--- begin Record extracts ---

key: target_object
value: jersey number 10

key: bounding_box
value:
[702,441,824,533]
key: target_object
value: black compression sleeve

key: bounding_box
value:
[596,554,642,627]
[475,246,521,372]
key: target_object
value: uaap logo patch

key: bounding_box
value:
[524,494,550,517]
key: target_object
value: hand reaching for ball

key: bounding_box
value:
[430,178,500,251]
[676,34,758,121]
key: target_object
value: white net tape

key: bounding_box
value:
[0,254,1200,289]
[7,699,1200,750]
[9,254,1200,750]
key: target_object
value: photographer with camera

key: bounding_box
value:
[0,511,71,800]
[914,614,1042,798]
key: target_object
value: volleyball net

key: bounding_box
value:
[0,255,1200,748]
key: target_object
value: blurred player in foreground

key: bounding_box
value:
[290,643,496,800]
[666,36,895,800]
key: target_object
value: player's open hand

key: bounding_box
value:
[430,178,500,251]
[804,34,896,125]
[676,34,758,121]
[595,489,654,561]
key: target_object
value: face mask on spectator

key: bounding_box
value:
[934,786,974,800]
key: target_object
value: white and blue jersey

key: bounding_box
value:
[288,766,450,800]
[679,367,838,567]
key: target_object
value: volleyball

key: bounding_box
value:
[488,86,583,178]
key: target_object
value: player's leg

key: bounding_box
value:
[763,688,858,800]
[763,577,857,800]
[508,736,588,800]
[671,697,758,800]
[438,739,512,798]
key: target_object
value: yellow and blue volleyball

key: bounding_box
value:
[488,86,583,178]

--- end Record extracts ---

Task description
Copy out the records above with "shirt number 10" substituted for "jersey number 10", leaving every other line unchanged.

Solution for this problem
key: target_object
value: shirt number 10

key: bounding_box
value:
[702,441,824,533]
key: target_object
value: black compression sleeve

key: bounding_box
value:
[596,554,642,627]
[475,246,521,372]
key: target_object
value: uaap logo patch

key: bounding_box
value:
[524,494,550,517]
key: target_object
value: hand reaching for ball

key: bounding_box
value:
[430,178,500,251]
[676,34,758,121]
key: target_object
value: white net tape

key: bounding_box
value:
[0,254,1200,289]
[7,699,1200,750]
[9,254,1200,750]
key: target_object
value: photographer with camera

key: bounding_box
value:
[0,511,71,800]
[914,614,1042,798]
key: target_object
value: volleyball net

key: bounding_box
value:
[0,255,1200,748]
key: target_object
value: blurred player in foreground

key: bounding_box
value:
[290,643,496,800]
[666,36,895,800]
key: target_object
value: player's open hand

key: bounding_box
value:
[430,178,500,251]
[804,34,896,125]
[676,34,758,121]
[595,489,654,561]
key: target_object
value: face mask on spectator

key: bounding_box
value:
[934,786,974,800]
key: target_object
value: white and blue jersey

key: bounding_box
value:
[288,766,450,800]
[679,367,838,567]
key: target_object
value: volleyball

key: bounding_box
value:
[488,86,583,178]
key: target_object
value: player's leg

key: bounding_box
value:
[763,688,858,800]
[763,577,857,800]
[508,736,588,800]
[671,697,758,800]
[438,739,512,798]
key: target_object
value: yellow and blue volleyball

key: bounding_box
value:
[488,86,583,178]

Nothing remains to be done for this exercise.